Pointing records
========================================================================
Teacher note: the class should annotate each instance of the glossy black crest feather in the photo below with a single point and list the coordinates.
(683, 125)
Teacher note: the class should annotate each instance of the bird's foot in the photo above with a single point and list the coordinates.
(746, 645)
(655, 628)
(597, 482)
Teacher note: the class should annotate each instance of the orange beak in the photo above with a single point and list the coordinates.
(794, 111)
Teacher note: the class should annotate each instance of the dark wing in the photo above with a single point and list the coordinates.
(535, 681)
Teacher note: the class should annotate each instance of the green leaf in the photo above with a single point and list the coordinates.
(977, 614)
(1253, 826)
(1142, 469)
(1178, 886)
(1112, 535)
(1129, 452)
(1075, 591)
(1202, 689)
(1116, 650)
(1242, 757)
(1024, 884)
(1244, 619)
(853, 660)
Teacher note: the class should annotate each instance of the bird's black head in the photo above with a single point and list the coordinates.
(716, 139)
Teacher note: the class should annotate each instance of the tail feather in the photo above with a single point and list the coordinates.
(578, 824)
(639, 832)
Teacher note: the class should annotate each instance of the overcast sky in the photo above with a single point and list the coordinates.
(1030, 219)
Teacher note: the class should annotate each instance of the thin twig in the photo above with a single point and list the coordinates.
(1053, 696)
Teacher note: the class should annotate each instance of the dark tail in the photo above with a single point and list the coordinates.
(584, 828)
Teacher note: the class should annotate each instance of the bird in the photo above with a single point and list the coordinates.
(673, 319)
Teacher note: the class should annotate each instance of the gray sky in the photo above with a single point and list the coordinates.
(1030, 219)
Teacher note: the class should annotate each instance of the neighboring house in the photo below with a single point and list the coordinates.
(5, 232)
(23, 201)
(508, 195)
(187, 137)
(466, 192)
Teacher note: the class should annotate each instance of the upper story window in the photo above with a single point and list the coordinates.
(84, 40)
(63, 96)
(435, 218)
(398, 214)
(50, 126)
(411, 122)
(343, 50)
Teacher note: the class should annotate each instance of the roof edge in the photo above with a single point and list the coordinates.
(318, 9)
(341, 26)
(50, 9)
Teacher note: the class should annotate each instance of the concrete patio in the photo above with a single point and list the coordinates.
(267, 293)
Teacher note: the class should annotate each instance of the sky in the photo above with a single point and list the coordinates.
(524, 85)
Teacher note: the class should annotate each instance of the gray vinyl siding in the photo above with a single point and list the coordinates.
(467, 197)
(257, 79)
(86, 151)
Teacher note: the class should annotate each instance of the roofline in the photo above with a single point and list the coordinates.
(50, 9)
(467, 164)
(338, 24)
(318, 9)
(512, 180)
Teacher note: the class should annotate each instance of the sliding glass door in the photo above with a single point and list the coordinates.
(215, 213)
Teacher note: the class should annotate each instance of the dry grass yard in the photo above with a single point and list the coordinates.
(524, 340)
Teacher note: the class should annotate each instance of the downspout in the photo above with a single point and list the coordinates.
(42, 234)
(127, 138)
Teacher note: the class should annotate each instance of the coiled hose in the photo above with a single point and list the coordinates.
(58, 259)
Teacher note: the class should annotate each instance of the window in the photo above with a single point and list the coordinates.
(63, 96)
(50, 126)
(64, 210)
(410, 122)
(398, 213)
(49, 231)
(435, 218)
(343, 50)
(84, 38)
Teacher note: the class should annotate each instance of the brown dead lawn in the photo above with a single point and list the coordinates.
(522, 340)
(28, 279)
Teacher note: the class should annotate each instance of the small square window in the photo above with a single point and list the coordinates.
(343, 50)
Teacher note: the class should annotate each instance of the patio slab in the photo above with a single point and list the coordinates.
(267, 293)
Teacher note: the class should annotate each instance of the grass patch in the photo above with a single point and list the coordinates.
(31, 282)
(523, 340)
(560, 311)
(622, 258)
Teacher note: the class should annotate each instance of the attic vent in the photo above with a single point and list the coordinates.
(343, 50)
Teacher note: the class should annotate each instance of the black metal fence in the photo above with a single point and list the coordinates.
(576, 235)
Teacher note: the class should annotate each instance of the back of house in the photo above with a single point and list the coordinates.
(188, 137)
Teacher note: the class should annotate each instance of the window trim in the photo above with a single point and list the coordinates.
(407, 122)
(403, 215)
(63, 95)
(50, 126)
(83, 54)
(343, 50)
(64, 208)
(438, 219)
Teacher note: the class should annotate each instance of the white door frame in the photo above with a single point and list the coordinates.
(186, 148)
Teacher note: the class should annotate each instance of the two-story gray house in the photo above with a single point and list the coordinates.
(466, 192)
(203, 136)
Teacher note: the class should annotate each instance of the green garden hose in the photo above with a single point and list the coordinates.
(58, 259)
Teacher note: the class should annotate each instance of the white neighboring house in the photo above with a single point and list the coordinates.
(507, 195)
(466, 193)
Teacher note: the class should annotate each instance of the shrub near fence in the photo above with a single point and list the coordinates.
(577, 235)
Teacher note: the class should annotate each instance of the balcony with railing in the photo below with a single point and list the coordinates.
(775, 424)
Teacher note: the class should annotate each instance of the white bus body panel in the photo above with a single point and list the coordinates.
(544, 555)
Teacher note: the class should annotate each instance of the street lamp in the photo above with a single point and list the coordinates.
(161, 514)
========================================================================
▸ Required work:
Rewrite the material above as a numbered list, leaving out any blank lines.

▸ Response to the task:
1. Teacher note: the class should annotate each instance of the glossy black crest feather in the photo below with a single point and list the coordinates.
2. (683, 125)
3. Teacher note: the class should annotate each instance of the bird's foot in the photo above with a single point and list the coordinates.
4. (746, 645)
5. (655, 628)
6. (597, 482)
7. Teacher note: the class should annotate each instance of the orange beak in the photo above with a single point and list the coordinates.
8. (794, 111)
9. Teacher note: the class should annotate each instance of the dark wing in the photo above with a single point and list the coordinates.
10. (535, 681)
11. Teacher note: the class should annotate each instance of the green leaf in the photo above with a single point and list the coordinates.
12. (977, 614)
13. (1253, 826)
14. (1142, 469)
15. (1178, 886)
16. (1112, 535)
17. (1129, 452)
18. (1075, 591)
19. (1202, 689)
20. (1116, 650)
21. (1242, 757)
22. (1024, 884)
23. (1244, 619)
24. (853, 660)
25. Teacher note: the class should annotate each instance of the bird's black head in the photo above with a single point and list the coordinates.
26. (716, 139)
27. Teacher note: the class should annotate each instance of the tail feather in the photo above with a single point and list the coordinates.
28. (578, 824)
29. (639, 832)
30. Teacher note: the class should annotate each instance of the overcast sky in the photo above with a single point and list the coordinates.
31. (1030, 219)
32. Teacher note: the class should annotate each instance of the thin twig in the photo above with a single point and list the coordinates.
33. (1053, 696)
34. Teacher note: the class should annotate each instance of the dark tail in the photo above with a single point and list the coordinates.
35. (584, 828)
36. Teacher note: the class should annotate each instance of the bird in the photo above with a single point and list the coordinates.
37. (673, 319)
38. Teacher note: the class should annotate each instance of the gray sky in the photo above with a single point and list the coordinates.
39. (1030, 219)
40. Teacher note: the class should annotate each instance of the neighboring house in the photo below with a single point and list the coordinates.
41. (5, 232)
42. (23, 201)
43. (508, 195)
44. (187, 137)
45. (466, 192)
46. Teacher note: the class should annotate each instance of the upper story window in the photo above with a single point and list the coordinates.
47. (84, 40)
48. (63, 96)
49. (435, 218)
50. (398, 214)
51. (50, 126)
52. (411, 122)
53. (343, 50)
54. Teacher note: the class should annotate each instance of the roof edge in the photo above with a single point and list the coordinates.
55. (318, 9)
56. (341, 26)
57. (50, 9)
58. Teacher note: the class should annotate each instance of the concrete patio in the photo above with a single point and list the coordinates.
59. (267, 293)
60. Teacher note: the class should annotate each instance of the sky in the photo above with a single point and list the coordinates.
61. (524, 85)
62. Teacher note: the class should annotate each instance of the gray vinyl siding in the photo above with a single point and list the coordinates.
63. (467, 197)
64. (257, 79)
65. (86, 151)
66. Teacher note: the class should annotate each instance of the roofline in the photo above with a single point and list the coordinates.
67. (50, 9)
68. (467, 164)
69. (338, 24)
70. (318, 9)
71. (512, 180)
72. Teacher note: the class should annotate each instance of the sliding glass door in the photo above with a single point and list the coordinates.
73. (215, 213)
74. Teacher note: the class should annotate each instance of the dry grass yard in the photo above with a single point and list the coordinates.
75. (524, 340)
76. Teacher note: the class should annotate each instance of the downspout in the photo above with a single point and list the coordinates.
77. (42, 234)
78. (127, 138)
79. Teacher note: the class should annotate each instance of the coiled hose in the photo above with a single point and list the coordinates.
80. (58, 259)
81. Teacher note: the class should annotate each instance of the window in the photo above with a single point and list the coordinates.
82. (63, 96)
83. (50, 126)
84. (64, 210)
85. (410, 122)
86. (398, 213)
87. (49, 231)
88. (435, 218)
89. (343, 50)
90. (84, 38)
91. Teacher note: the class should annotate each instance of the brown dead lawn in the photo above with a single point and list the coordinates.
92. (522, 340)
93. (28, 279)
94. Teacher note: the class should annotate each instance of the small square window in the photo above with a single point and list the coordinates.
95. (343, 50)
96. Teacher note: the class should annotate each instance of the patio slab in the photo above with a single point and list the coordinates.
97. (267, 293)
98. Teacher note: the class should annotate each instance of the grass patch in the photo above with a single point and list the coordinates.
99. (31, 282)
100. (523, 340)
101. (560, 311)
102. (622, 258)
103. Teacher note: the class should annotate each instance of the attic vent in the photo above with a single point and list the coordinates.
104. (343, 50)
105. Teacher note: the class should annotate each instance of the black metal fence in the photo above with a single point and list the coordinates.
106. (576, 235)
107. Teacher note: the class should annotate each instance of the back of house in the photo above with a single point and list the coordinates.
108. (188, 137)
109. Teacher note: the class should annotate each instance of the window trim in the photo above with a single point and list the coordinates.
110. (407, 122)
111. (403, 215)
112. (63, 95)
113. (50, 126)
114. (83, 54)
115. (343, 50)
116. (64, 208)
117. (438, 219)
118. Teacher note: the class should annotate each instance of the white door frame in the photo above with a single point and list the coordinates.
119. (186, 148)
120. Teacher note: the class should annotate each instance of the two-story gray house in the photo above with a single point and list the coordinates.
121. (466, 192)
122. (203, 136)
123. Teacher note: the class should annotate each instance of the green garden hose in the photo above with a single point and list the coordinates.
124. (58, 259)
125. Teacher note: the class should annotate each instance of the white neighboring house in the photo above with a single point and list the coordinates.
126. (507, 195)
127. (466, 193)
128. Teacher note: the class should annotate each instance of the shrub near fence in the photo above with a single point and list the coordinates.
129. (577, 235)
130. Teacher note: the class should annotate each instance of the balcony with railing in the photo below with a single point and list the coordinates.
131. (775, 424)
132. Teacher note: the class should annotate each instance of the white bus body panel in the photo above with a single point and list the coordinates.
133. (544, 555)
134. Teacher note: the class should annotate each instance of the street lamp in the photo above with a single point and list the coordinates.
135. (161, 514)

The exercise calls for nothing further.